- _Task description_:
Swap "put a dot on each instance" for "mark each instance" throughout the listing below, keeping every other word as it stands. Leave the pictures out of your copy.

═══ Material

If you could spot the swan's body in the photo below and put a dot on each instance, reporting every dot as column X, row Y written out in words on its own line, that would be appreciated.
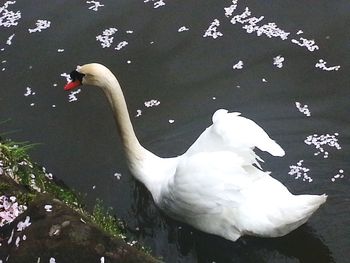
column 216, row 185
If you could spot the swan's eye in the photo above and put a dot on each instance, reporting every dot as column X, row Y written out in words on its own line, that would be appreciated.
column 75, row 75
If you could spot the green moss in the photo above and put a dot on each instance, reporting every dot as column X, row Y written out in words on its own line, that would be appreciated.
column 16, row 163
column 105, row 220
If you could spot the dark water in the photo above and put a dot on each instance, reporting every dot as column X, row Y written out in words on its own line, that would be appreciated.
column 191, row 76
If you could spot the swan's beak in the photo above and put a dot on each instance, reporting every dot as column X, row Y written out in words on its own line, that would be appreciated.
column 72, row 85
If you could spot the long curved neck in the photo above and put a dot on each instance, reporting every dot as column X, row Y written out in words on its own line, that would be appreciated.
column 133, row 149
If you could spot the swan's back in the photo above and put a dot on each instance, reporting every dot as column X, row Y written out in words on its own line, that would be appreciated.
column 218, row 189
column 237, row 134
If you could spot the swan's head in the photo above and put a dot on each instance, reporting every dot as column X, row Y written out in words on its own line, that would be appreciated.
column 89, row 74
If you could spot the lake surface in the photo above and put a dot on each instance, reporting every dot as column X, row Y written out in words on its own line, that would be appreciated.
column 284, row 64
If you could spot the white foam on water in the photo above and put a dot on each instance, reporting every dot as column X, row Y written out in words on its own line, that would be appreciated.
column 183, row 29
column 278, row 61
column 9, row 18
column 40, row 26
column 322, row 65
column 95, row 5
column 106, row 38
column 156, row 4
column 121, row 45
column 212, row 30
column 322, row 141
column 300, row 172
column 310, row 44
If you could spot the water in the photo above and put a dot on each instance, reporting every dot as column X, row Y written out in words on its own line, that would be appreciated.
column 191, row 76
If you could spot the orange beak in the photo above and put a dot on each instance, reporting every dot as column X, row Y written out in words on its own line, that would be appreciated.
column 72, row 85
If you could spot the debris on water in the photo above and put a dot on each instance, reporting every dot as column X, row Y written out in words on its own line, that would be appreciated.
column 28, row 92
column 250, row 24
column 156, row 4
column 117, row 175
column 121, row 45
column 300, row 172
column 212, row 30
column 9, row 18
column 94, row 5
column 138, row 113
column 22, row 225
column 182, row 29
column 152, row 103
column 9, row 209
column 320, row 141
column 339, row 175
column 229, row 10
column 310, row 44
column 322, row 65
column 40, row 25
column 303, row 109
column 106, row 38
column 238, row 65
column 73, row 95
column 278, row 61
column 9, row 40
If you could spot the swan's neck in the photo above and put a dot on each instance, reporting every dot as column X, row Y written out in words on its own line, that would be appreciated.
column 133, row 149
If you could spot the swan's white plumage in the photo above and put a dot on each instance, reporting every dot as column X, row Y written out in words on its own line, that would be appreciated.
column 216, row 185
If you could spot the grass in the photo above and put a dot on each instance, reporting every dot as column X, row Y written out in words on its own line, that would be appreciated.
column 16, row 163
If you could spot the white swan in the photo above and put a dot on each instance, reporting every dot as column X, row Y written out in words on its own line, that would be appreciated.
column 217, row 185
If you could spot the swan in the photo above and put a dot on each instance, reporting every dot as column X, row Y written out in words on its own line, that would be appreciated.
column 217, row 185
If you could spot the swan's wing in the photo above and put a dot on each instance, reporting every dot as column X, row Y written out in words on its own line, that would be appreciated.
column 203, row 184
column 207, row 192
column 232, row 132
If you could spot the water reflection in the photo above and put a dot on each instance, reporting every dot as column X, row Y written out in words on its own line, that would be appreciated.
column 303, row 245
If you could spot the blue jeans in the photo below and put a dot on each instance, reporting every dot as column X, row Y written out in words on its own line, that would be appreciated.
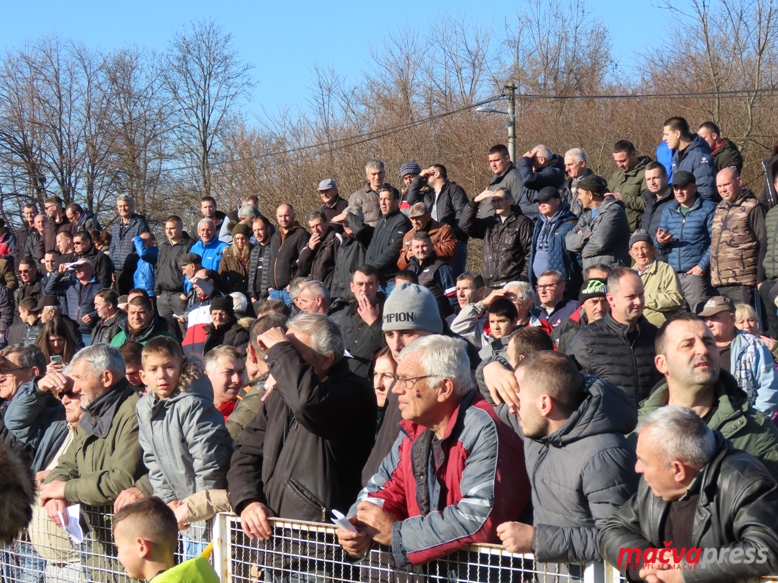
column 280, row 294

══════

- _Complete answer_:
If you could spot the swan's body in the photo below and mark each instance, reporting every dot as column X, row Y written out in words on its own line, that would be appreciated.
column 216, row 185
If you could spot the swan's eye in the photo above and mark each instance, reporting every dot as column X, row Y written out in words on its own line, that would be appreciated.
column 75, row 75
If you could spot the green moss in the photo above and mark each instance, reporting every dot as column X, row Y written out in words on its own line, that would be appreciated.
column 16, row 163
column 105, row 220
If you could spot the dark water in the photo above and mark each instance, reporting every dot as column X, row Y written out in words on its own line, that would be appreciated.
column 191, row 76
If you could spot the swan's beak in the photo above and mark each instance, reporting every dot as column X, row Y written out in words on its own line, that would be appreciated.
column 72, row 85
If you could spot the long curved neck in the photo above and mark each instance, reporting every dot as column X, row Y written out in words on its own line, that would be appreciated.
column 133, row 149
If you could spot the swan's back in the photo above and mark each instance, reporting every dot as column X, row Y written out in words on its own line, that would be appreciated.
column 218, row 189
column 237, row 134
If you could spot the swan's head in the photo above and mark each instance, reporting every dot as column X, row Y written out in words on its own line, that would be appreciated.
column 89, row 74
If you could spot the lake surface in the photo above and mark each instance, reporting every dot as column X, row Y written out in words on its own line, that would be appreciated.
column 284, row 64
If you could spot the white foam on water in the photo above and mark each instance, reporting every dot as column X, row Y written out in words on its own line, that would be appreciated.
column 183, row 29
column 278, row 61
column 9, row 18
column 40, row 26
column 322, row 65
column 95, row 5
column 106, row 38
column 156, row 4
column 121, row 45
column 212, row 30
column 322, row 141
column 300, row 172
column 310, row 44
If you could spot the water in the photo above and mark each instance, reporting every dot as column X, row Y written out in words on its own line, that would be appreciated.
column 191, row 76
If you could spot the orange beak in the photo above and mark each instance, reporting every dot as column X, row Y written out in words on its own line, that would be appreciated.
column 72, row 85
If you could spot the debris on water in the photo above and mark each instance, reporting every dot as column X, row Y written out in words on its own line, that would be appreciated.
column 28, row 92
column 250, row 24
column 156, row 4
column 117, row 175
column 121, row 45
column 300, row 172
column 212, row 30
column 9, row 18
column 94, row 5
column 138, row 113
column 22, row 225
column 182, row 29
column 152, row 103
column 9, row 209
column 320, row 141
column 339, row 175
column 229, row 10
column 310, row 44
column 322, row 65
column 40, row 25
column 303, row 109
column 106, row 38
column 238, row 65
column 73, row 95
column 278, row 61
column 9, row 40
If you could spot the swan's neck in the photo above and mark each instance, reporting every dot as column X, row Y written out in words on its own line, that would be appreciated.
column 133, row 149
If you could spot the swan's white plumage in the photo above and mark each instance, reporting every dot as column X, row Y written out in words on its own line, that would be appreciated.
column 216, row 185
If you could spot the grass in the photo above and mark each instance, reporting every dot as column X, row Y written out in words on its own line, that would be appreciated.
column 16, row 163
If you could spot the white swan in the photo above and mark each instance, reporting every dot as column X, row Y written out in words on its own line, that would be appreciated.
column 217, row 185
If you could spot the swan in the photo above and mark each instance, reporting every dot as column X, row Y written out in words on its own line, that would be appreciated.
column 217, row 185
If you could spot the swan's wing in the photo above and mark each instance, reporting every dot as column X, row Y written out in words on its own line, that would be appreciated.
column 203, row 184
column 207, row 192
column 232, row 132
If you could spot the water reflection in the photo above and mark each instance, reporting every dot as column X, row Y written out in words on its own line, that would be appreciated.
column 303, row 245
If you could spot the blue jeans in the photo below and mark each instance, reporting every dot as column X, row Y written out in words on its own line, that would be appreciated.
column 280, row 294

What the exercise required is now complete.